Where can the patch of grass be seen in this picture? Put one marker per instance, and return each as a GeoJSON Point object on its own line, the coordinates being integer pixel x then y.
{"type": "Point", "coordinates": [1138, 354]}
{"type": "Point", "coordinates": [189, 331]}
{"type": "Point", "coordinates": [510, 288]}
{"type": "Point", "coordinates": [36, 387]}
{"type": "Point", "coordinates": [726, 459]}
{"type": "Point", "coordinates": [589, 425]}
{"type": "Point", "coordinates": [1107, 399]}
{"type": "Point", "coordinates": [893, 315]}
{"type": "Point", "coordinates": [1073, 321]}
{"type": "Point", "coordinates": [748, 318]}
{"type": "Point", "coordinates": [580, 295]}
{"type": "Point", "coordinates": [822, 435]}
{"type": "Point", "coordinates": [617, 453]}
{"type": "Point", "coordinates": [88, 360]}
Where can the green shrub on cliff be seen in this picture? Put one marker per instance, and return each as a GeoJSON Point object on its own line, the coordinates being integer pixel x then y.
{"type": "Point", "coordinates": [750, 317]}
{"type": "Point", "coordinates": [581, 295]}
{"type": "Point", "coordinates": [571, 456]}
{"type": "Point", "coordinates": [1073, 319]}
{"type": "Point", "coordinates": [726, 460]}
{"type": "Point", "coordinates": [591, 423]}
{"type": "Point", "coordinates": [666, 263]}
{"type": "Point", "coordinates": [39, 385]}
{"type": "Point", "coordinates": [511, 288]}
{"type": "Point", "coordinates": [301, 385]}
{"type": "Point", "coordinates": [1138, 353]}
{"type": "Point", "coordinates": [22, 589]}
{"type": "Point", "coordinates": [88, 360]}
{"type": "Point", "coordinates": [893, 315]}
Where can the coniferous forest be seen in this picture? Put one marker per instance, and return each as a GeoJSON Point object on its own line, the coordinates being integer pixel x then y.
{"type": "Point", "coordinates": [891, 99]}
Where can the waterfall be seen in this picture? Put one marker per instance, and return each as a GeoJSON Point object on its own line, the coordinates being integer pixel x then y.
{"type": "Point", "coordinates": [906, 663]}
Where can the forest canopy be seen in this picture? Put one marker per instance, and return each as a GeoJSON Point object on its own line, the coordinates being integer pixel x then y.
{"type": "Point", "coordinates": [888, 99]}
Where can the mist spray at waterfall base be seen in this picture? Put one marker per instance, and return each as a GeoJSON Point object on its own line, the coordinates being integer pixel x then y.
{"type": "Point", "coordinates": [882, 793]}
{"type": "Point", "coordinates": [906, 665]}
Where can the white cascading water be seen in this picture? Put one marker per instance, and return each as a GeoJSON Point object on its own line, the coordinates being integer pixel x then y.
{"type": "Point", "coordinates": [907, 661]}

What is needed:
Write out all the records again, changing every "marker" to "pin" and leaving the rest unaltered.

Written response:
Where can the patch of grass be seen in this picture? Put one pin per instance, and return each as a GeoJSON Point object on its own line, the coordinates being integer pixel x then y.
{"type": "Point", "coordinates": [1138, 354]}
{"type": "Point", "coordinates": [189, 331]}
{"type": "Point", "coordinates": [510, 288]}
{"type": "Point", "coordinates": [36, 387]}
{"type": "Point", "coordinates": [726, 459]}
{"type": "Point", "coordinates": [589, 425]}
{"type": "Point", "coordinates": [1107, 399]}
{"type": "Point", "coordinates": [893, 315]}
{"type": "Point", "coordinates": [1073, 321]}
{"type": "Point", "coordinates": [748, 318]}
{"type": "Point", "coordinates": [580, 295]}
{"type": "Point", "coordinates": [822, 435]}
{"type": "Point", "coordinates": [617, 453]}
{"type": "Point", "coordinates": [88, 360]}
Where can the green shrub on cliff be seen in this picture? Put one pin per instance, and return each as a GeoJSON Point object on its own line, the coordinates being integer pixel x then y.
{"type": "Point", "coordinates": [750, 317]}
{"type": "Point", "coordinates": [581, 295]}
{"type": "Point", "coordinates": [571, 456]}
{"type": "Point", "coordinates": [1073, 319]}
{"type": "Point", "coordinates": [726, 460]}
{"type": "Point", "coordinates": [591, 423]}
{"type": "Point", "coordinates": [666, 263]}
{"type": "Point", "coordinates": [39, 385]}
{"type": "Point", "coordinates": [511, 288]}
{"type": "Point", "coordinates": [301, 385]}
{"type": "Point", "coordinates": [1138, 353]}
{"type": "Point", "coordinates": [22, 589]}
{"type": "Point", "coordinates": [88, 360]}
{"type": "Point", "coordinates": [893, 315]}
Where can the coniferous forest be seen in this picture? Put one pin per instance, and return each as a GeoJSON Point object on its own line, the coordinates being integer pixel x then y.
{"type": "Point", "coordinates": [891, 99]}
Where can the waterfall be seen in this picture? Put one pin per instance, and return each as a GeoJSON Point object on its own line, the coordinates being integer pixel x then y.
{"type": "Point", "coordinates": [906, 663]}
Where can the forest canopy be seen in this picture? Put one pin per instance, and return each as a GeoJSON Point object on its own line, the coordinates being integer pixel x then y.
{"type": "Point", "coordinates": [888, 99]}
Where can the mist spray at waterfall base be seen in this picture? Put one pin per instance, and return each as a GeoJSON Point object on its own line, the coordinates being integer pixel x then y.
{"type": "Point", "coordinates": [882, 793]}
{"type": "Point", "coordinates": [906, 665]}
Where can the white cascading water be seen in this picture? Put one pin per instance, and return each as a GeoJSON Point object on its own line, the coordinates being integer pixel x then y.
{"type": "Point", "coordinates": [907, 661]}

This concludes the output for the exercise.